* _TASK PROMPT_
Return all the data below as it stands, minus the pictures.

* _THE INPUT_
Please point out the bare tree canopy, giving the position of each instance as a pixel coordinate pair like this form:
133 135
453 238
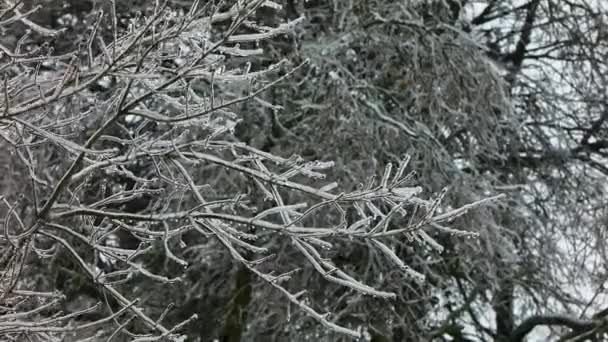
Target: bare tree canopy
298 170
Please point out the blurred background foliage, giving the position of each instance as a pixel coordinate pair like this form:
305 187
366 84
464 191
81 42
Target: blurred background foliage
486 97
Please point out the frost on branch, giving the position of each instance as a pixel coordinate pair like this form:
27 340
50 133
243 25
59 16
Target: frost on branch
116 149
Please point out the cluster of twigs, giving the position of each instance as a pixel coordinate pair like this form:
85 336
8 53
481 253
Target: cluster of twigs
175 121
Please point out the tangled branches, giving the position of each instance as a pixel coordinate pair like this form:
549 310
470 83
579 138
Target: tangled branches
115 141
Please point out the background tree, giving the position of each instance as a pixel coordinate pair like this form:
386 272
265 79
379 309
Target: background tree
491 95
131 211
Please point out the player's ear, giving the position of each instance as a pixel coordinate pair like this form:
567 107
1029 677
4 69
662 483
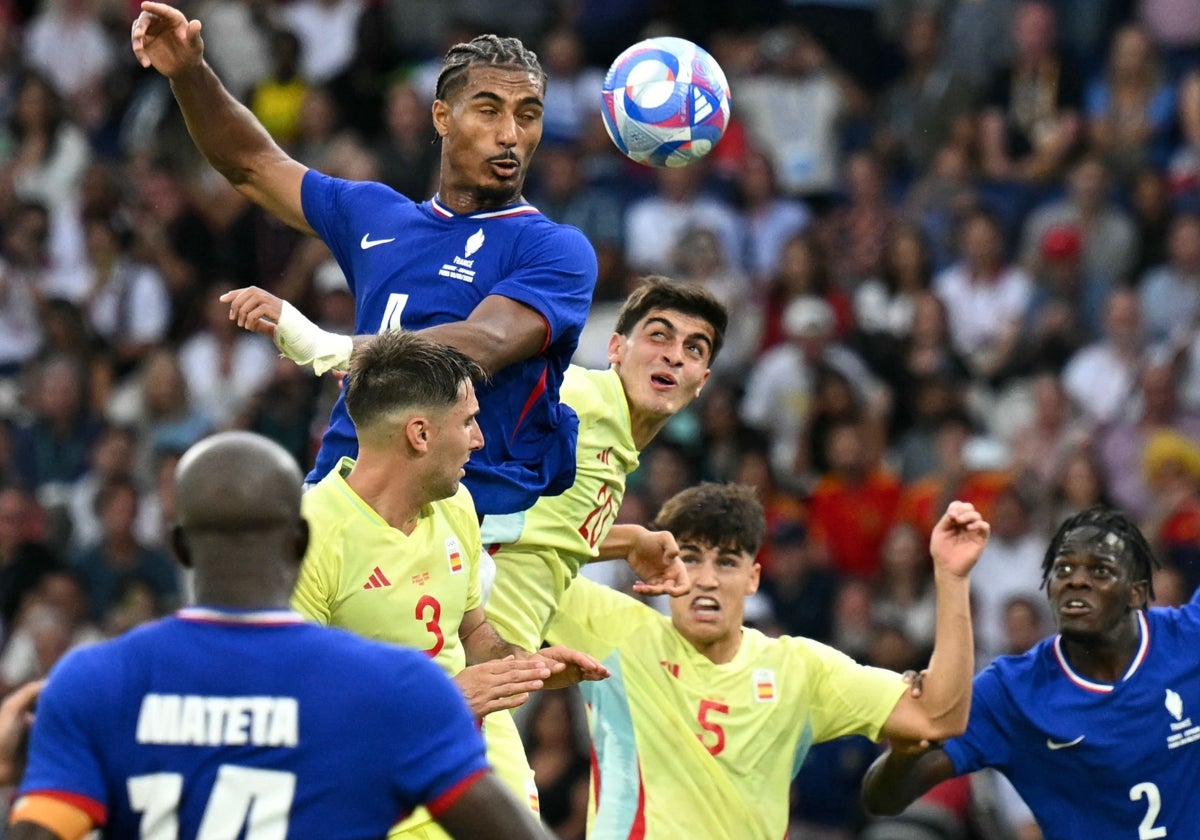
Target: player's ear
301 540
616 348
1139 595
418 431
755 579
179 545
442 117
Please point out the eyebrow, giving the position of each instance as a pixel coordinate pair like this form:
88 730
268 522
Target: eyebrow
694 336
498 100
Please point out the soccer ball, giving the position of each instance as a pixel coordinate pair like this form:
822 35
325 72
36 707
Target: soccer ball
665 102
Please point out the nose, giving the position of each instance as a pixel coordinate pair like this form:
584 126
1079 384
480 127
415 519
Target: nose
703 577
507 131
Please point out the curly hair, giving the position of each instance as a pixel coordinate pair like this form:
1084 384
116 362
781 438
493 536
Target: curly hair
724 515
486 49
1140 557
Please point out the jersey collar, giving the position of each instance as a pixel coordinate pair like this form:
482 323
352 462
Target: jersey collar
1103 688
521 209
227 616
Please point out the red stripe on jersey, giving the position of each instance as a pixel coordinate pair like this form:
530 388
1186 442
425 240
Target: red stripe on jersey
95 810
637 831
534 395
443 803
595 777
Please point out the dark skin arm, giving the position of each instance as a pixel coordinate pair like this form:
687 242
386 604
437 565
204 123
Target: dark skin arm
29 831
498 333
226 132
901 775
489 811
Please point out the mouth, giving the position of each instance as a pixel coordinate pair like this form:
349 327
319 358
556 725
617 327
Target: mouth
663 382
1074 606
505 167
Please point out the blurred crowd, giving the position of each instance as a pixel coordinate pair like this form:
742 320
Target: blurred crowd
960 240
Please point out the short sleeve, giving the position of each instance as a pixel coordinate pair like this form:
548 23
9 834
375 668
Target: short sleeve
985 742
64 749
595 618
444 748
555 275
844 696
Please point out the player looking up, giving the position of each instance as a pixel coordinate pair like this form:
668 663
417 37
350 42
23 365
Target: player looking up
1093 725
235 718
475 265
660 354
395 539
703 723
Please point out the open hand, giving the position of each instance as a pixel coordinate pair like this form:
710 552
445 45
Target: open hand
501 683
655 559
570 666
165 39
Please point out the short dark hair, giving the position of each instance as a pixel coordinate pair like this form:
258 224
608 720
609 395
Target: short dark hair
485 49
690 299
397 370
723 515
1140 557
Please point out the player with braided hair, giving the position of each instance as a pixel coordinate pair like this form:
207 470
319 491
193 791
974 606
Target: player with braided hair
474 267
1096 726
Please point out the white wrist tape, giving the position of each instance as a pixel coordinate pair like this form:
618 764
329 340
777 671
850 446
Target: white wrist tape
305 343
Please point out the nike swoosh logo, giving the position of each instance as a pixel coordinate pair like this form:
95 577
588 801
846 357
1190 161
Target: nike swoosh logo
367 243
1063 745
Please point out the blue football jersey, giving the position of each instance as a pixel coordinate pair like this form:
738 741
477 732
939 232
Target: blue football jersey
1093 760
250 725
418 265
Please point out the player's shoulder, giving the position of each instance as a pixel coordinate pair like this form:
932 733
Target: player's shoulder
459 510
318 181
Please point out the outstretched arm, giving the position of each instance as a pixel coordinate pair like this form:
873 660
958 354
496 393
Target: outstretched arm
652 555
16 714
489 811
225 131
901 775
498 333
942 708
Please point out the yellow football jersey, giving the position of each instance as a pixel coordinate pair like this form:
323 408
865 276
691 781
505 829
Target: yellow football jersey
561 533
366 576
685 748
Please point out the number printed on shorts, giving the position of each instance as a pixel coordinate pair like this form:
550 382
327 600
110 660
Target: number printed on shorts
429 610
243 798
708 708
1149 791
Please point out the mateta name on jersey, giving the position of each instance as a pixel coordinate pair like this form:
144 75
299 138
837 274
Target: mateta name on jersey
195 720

* _TASK RESULT_
Please point out the bare tree canopy, giving the position of each instance as a pixel coordinate pair like this form:
133 135
453 238
Target: bare tree canopy
298 170
Please point out the blurred background foliage, giving the position of each instance as a pixel coordinate pair like this form:
305 187
366 84
464 191
81 42
Target: blurred background foliage
486 97
Please point out the frost on branch, giving the position of each instance as a pixel coordinate pair like this form:
27 340
50 133
243 25
59 16
Target: frost on branch
116 149
Please point out the cluster of twigs, giving the position of each instance as a pixel coordinate pair like this form:
85 336
8 53
481 253
Target: cluster of twigs
175 121
Please point out the tangled branches, giving the position of each instance as a pixel coordinate pair like this form:
549 310
470 83
579 138
Target: tangled branches
115 141
Please point out the background tree, giving the position of each instance as a pixel coordinate pair like this form:
386 272
265 79
379 309
Target: background tree
491 95
131 211
Please point out the player's ear, giving the position of each instance as a pixel coordinate pair like this form:
567 107
1029 677
4 69
662 483
Target: player's ear
301 540
616 348
1139 595
418 431
755 579
179 545
442 117
Please point out the eyebrow, giving the position of each instance as a pixel coordinate pair like this form:
88 730
268 522
Target: eyebrow
694 336
498 100
Please point out the soccer ball, giving the position of each instance as a pixel coordinate pair like this form:
822 35
325 72
36 707
Target: soccer ball
665 102
Please point out the nose, giving the position of each instance as a pixel coordinate pair like this form:
584 126
1079 384
480 127
415 519
Target: nose
703 577
507 131
Please point out the curly hair, giving the position of each instance as a pixel coordinate pair like this form:
1084 384
116 362
781 438
493 536
Target: curly hair
724 515
486 49
1140 557
Please point out the jersey collar, giving the position of each instance as a pixel coordinate pair like this form:
482 323
352 462
Target: jersey collar
1103 688
521 209
227 616
Please point out the red stripe on jersey, giving the position of each instance as a pixel coordinate pair like this form:
530 388
1186 442
425 240
Target: red stripe on jersey
95 810
637 831
534 395
443 803
595 777
Please point out the dark skin arm, giving the position of each instance as a pixel coordinate pair like this form:
687 242
386 604
437 565
204 123
Target: dark skin arm
29 831
498 333
226 132
901 775
489 811
Please point out the mouth, giving the position of each instance as a pixel coordinate pair like this form:
349 327
319 358
556 725
617 327
Target: mouth
663 382
1074 606
505 167
Please point out the blurred crowd, giving the position of each instance as a pixel coordinate pair like this form:
742 320
Target: blurred crowd
960 240
Please point out the short sleeve, giving the position of each instance as a pixel coordinate pair like this form:
548 23
9 834
375 668
Target: short sleeve
985 742
64 749
595 618
444 748
555 275
844 696
Please point out the player looking up, giving the position of each instance as a pixel coordinate pair like this form:
668 663
417 37
350 42
23 365
Target: player looking up
1093 725
235 718
475 265
660 354
395 539
703 723
Please point out the open hand, giving the position of each instance as a pixel coordinate pair like this form:
710 552
445 45
Target: open hand
501 683
655 559
570 666
165 39
Please point out the short dark hair, giving the position of each instance as a pixel coordinate pair like this form:
258 224
608 720
609 395
Target: short dark hair
485 49
690 299
397 370
723 515
1140 557
Please point out the player with braided hair, giving the position of each instance as a pixel coordinate pair like this form:
207 470
319 491
193 791
974 606
Target: player with braided hair
474 267
1096 726
Please point out the white wrist tape, giving the position of each instance as a pixel coordinate pair like this form:
618 764
329 340
777 671
850 446
Target: white wrist tape
305 343
Please point out the nike swoosh logo, giving the position of each instance as a pixel coordinate pair like this form:
95 577
588 801
846 357
1190 161
Target: nike swoosh logo
367 243
1063 745
Please point out the blue football jersey, giving the position of each instance as a pixel coordinate pair like this form:
738 741
477 732
939 232
Target: blue football jersey
1093 760
250 725
418 265
Please point out the player's shoulder, giving the position of each instance as a pixel coordinate pair like this form:
932 733
Target: player's shoulder
459 510
318 181
Please point out the outstretched arm, giving the position of each instance as a pixel coordinate pair like this form:
873 660
958 354
496 393
Target: outstretched arm
652 555
16 714
489 811
225 131
901 775
498 333
942 708
Please point out the yellow football jersey, giving the position of each instance as a pixel coordinate pair like this form:
323 408
865 276
691 781
505 829
Target: yellow football jersey
561 533
366 576
685 748
Please point out the number printed on shorts, giving the position of each instance as a pixel coordinate pair like this form:
550 382
327 600
110 660
Target: number printed on shorts
429 610
243 798
708 708
1149 791
Please point out the mateta name on jersey, giving the position of each instance as a pixel coordinate pair like this form:
144 75
299 138
837 274
Target: mateta name on jersey
195 720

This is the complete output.